**Instructions to follow**
Within the data below, count the lines that include "player" and give only the count.

**Available records**

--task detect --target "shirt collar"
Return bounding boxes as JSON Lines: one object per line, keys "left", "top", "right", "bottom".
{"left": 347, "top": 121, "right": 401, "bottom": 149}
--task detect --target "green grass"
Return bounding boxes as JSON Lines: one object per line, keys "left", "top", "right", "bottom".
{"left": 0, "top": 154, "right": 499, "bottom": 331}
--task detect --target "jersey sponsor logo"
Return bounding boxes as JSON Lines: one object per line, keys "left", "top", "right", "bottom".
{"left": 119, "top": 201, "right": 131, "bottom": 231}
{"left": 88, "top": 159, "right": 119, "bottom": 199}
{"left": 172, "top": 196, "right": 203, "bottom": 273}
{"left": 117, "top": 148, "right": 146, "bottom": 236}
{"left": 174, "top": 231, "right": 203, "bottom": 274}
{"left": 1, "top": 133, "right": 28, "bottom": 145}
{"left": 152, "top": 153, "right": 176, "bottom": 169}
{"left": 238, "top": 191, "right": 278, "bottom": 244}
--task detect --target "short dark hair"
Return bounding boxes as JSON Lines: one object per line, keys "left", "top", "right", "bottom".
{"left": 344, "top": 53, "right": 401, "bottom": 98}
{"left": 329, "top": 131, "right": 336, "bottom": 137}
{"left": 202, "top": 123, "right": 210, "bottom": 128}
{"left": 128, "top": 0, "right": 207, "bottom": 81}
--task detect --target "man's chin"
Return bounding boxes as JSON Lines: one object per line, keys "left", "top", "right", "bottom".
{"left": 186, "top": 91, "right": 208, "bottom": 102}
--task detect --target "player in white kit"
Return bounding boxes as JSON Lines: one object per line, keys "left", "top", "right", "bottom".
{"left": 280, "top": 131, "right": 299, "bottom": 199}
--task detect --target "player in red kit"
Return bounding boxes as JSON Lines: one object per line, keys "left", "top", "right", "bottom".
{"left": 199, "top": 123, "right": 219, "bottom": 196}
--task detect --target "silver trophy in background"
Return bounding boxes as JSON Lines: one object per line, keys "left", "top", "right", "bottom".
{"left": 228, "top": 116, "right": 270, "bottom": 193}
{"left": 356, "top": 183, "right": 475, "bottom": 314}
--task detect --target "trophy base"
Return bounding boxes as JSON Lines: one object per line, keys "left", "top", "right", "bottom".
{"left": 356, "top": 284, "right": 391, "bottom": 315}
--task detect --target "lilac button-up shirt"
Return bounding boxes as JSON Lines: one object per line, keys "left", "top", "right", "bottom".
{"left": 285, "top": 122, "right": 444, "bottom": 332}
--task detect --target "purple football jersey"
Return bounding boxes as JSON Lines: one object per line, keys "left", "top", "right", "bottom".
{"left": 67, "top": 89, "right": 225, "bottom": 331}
* * *
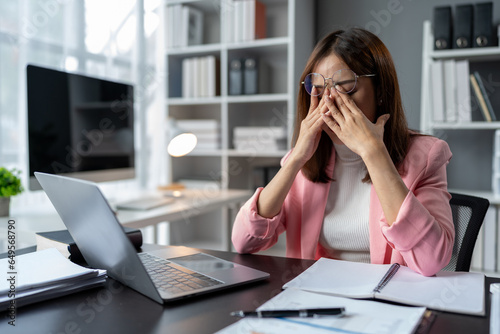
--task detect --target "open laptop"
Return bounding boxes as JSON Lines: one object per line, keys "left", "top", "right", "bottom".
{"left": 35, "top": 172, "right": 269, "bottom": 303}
--
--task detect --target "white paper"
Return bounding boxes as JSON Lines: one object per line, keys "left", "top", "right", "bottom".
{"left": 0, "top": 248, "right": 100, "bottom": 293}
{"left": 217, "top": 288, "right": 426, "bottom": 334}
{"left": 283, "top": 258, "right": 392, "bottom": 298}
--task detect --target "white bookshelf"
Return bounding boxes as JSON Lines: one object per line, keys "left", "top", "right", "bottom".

**Expected output**
2